── Source material
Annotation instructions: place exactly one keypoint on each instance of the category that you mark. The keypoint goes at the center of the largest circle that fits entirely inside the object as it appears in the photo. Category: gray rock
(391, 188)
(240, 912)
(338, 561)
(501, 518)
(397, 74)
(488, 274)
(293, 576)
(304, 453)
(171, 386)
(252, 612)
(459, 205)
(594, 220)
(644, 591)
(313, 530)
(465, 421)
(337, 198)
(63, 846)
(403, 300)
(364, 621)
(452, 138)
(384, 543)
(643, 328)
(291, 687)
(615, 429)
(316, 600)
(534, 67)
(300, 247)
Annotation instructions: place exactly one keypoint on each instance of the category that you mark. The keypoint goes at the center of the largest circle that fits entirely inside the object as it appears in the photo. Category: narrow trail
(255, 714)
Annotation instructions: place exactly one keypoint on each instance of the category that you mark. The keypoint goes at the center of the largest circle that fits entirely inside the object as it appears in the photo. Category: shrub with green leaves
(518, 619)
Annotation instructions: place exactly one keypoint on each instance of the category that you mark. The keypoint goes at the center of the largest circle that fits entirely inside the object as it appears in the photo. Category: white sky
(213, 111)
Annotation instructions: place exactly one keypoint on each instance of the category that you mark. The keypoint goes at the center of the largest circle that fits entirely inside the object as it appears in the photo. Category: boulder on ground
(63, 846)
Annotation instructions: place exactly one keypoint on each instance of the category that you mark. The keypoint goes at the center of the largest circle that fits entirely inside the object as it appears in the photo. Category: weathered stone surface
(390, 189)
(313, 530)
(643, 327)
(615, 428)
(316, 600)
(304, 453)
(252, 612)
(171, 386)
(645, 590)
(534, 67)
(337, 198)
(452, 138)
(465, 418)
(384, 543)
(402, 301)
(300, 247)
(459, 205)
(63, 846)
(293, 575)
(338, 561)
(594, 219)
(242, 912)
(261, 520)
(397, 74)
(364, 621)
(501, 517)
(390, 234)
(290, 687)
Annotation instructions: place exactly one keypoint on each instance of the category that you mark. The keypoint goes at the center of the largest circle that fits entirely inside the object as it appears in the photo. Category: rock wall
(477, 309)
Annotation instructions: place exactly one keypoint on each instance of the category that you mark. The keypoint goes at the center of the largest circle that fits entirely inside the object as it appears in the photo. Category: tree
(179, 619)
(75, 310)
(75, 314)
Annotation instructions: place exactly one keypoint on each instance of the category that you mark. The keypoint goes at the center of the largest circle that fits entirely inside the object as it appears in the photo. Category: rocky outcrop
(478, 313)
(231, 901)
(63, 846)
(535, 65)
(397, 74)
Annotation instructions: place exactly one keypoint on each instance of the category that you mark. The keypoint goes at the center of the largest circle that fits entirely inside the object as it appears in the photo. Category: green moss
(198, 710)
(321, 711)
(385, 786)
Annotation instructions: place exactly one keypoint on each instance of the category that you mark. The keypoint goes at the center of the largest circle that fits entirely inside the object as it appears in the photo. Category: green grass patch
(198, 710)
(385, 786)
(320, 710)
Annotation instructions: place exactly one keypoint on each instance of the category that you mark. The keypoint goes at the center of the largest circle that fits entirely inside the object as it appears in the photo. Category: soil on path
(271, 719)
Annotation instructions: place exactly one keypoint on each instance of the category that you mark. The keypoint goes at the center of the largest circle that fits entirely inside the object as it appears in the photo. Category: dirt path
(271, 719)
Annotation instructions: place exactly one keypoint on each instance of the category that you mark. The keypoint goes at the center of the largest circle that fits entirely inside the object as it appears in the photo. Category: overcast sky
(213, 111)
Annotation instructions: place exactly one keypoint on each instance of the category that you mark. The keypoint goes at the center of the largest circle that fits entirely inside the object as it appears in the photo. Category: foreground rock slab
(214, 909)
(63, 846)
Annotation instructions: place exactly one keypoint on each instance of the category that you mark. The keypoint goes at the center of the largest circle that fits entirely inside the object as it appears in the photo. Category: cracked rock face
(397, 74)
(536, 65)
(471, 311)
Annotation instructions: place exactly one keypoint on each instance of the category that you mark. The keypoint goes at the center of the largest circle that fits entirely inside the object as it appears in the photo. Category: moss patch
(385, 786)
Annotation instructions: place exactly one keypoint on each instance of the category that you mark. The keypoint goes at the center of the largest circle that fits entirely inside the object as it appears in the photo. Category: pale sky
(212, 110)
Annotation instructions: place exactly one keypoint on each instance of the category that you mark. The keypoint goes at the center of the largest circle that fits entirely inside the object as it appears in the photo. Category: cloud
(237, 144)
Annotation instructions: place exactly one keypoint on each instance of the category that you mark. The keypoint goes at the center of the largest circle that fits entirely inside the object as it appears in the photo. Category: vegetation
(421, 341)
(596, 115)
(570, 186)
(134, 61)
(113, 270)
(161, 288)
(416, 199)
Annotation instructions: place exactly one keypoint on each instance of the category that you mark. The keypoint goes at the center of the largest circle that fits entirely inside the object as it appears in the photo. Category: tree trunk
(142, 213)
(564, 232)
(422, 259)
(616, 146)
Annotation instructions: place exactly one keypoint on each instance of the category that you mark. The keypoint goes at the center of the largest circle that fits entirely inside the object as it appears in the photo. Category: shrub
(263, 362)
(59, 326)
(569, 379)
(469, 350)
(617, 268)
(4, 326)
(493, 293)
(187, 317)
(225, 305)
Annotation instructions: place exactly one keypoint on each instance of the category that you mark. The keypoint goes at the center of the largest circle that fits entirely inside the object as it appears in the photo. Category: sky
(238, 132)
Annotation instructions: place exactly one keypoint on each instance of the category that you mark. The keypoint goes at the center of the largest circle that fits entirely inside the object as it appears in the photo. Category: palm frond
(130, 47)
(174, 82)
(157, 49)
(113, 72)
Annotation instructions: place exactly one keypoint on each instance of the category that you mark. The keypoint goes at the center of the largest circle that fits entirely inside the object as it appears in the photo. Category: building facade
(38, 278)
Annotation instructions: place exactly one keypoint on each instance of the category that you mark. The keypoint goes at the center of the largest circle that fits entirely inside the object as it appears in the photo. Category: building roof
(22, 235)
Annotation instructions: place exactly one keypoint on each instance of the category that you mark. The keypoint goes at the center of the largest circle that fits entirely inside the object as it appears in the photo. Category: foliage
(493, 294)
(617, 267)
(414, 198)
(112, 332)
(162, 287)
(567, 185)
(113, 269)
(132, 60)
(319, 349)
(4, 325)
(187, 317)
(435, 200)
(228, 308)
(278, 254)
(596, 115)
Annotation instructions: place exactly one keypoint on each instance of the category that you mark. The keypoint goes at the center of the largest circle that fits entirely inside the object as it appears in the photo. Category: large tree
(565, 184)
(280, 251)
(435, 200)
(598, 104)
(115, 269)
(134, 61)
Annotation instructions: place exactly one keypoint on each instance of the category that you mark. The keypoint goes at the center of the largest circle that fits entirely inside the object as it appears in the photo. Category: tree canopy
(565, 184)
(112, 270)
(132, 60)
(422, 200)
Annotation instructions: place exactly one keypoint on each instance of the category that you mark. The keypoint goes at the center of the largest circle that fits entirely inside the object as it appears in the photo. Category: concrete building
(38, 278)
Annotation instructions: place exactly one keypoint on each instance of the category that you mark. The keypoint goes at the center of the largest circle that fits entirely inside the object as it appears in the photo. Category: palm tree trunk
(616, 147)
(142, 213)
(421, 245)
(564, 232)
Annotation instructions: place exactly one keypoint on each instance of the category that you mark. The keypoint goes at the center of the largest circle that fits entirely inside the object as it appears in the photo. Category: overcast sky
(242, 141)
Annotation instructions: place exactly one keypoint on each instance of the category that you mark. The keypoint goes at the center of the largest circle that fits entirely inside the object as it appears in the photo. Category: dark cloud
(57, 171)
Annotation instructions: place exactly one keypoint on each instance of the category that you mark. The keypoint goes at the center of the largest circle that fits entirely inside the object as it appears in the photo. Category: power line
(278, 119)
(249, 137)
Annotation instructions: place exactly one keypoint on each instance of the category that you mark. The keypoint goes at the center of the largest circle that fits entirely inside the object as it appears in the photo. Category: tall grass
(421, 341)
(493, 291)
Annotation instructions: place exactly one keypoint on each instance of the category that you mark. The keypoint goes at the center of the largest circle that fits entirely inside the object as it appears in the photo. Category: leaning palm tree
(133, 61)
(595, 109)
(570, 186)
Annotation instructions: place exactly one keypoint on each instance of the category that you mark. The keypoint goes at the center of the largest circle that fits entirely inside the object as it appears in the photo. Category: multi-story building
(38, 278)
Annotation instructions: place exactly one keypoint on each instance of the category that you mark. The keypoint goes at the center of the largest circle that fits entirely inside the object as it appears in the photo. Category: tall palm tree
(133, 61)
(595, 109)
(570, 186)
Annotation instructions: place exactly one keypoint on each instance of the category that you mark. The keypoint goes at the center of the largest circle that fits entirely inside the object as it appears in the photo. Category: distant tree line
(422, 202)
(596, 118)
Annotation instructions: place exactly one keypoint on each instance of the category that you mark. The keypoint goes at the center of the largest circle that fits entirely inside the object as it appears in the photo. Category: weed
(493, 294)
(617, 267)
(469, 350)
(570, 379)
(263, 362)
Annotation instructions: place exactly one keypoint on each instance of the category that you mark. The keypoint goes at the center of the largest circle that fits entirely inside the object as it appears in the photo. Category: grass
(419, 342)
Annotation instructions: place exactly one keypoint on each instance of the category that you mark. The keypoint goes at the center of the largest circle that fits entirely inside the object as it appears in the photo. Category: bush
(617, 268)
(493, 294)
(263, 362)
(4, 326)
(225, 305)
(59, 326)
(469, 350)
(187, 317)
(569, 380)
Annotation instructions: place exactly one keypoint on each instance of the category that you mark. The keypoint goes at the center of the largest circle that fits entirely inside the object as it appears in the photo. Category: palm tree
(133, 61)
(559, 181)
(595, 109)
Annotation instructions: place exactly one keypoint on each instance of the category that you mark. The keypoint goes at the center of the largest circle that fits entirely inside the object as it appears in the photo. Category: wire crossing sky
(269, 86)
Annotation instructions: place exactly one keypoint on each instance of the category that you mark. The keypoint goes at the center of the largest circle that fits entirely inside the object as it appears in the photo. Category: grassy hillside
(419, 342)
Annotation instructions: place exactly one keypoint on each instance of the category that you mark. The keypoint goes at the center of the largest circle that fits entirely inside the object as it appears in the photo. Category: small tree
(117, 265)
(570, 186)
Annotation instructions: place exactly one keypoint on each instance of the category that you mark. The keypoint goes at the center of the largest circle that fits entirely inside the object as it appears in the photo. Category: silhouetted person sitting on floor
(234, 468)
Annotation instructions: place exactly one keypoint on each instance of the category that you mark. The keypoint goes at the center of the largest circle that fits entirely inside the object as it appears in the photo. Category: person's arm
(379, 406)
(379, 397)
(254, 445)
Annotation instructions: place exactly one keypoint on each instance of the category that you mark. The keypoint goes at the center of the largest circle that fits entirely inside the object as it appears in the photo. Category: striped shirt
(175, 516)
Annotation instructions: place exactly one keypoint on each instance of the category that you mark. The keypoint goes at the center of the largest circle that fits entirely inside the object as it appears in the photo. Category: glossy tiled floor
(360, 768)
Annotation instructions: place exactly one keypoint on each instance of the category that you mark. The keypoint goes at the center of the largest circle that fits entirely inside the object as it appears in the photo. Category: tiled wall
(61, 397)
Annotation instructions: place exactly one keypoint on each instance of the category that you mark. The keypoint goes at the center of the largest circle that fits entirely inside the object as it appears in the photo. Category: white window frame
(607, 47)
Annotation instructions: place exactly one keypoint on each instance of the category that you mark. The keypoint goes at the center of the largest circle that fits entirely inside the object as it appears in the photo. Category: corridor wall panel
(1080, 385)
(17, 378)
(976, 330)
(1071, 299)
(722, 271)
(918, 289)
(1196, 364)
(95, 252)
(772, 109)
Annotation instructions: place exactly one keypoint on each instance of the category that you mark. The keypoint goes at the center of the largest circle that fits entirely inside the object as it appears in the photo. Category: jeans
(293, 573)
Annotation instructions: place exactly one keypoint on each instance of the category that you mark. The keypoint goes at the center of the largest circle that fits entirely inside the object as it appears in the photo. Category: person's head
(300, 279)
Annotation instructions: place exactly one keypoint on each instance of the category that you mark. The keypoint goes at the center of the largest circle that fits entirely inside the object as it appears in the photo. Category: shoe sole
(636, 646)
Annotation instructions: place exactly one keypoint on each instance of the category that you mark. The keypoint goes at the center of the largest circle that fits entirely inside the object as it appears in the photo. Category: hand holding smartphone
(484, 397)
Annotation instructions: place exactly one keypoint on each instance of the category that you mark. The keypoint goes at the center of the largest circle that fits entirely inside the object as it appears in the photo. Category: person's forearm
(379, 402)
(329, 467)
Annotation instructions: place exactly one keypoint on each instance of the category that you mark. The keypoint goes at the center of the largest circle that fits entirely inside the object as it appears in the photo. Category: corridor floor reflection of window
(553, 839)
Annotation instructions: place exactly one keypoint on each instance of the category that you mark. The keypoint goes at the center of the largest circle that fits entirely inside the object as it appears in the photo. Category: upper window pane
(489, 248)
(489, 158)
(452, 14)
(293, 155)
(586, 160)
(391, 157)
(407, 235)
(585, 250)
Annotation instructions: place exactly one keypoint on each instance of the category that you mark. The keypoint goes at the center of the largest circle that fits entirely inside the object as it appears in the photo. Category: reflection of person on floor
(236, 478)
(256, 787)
────
Transcribe exactly, starting at the line with "person on floor" and continuing through the last line of the data above; leave out all earlier lines.

Annotation instructions: place exactly one keypoint on each instance of the category that you mark. The keypoint goes at the center of the largest circle that fits entirely inside the object as it appears in the photo. Category: reflection of person on floor
(236, 478)
(256, 787)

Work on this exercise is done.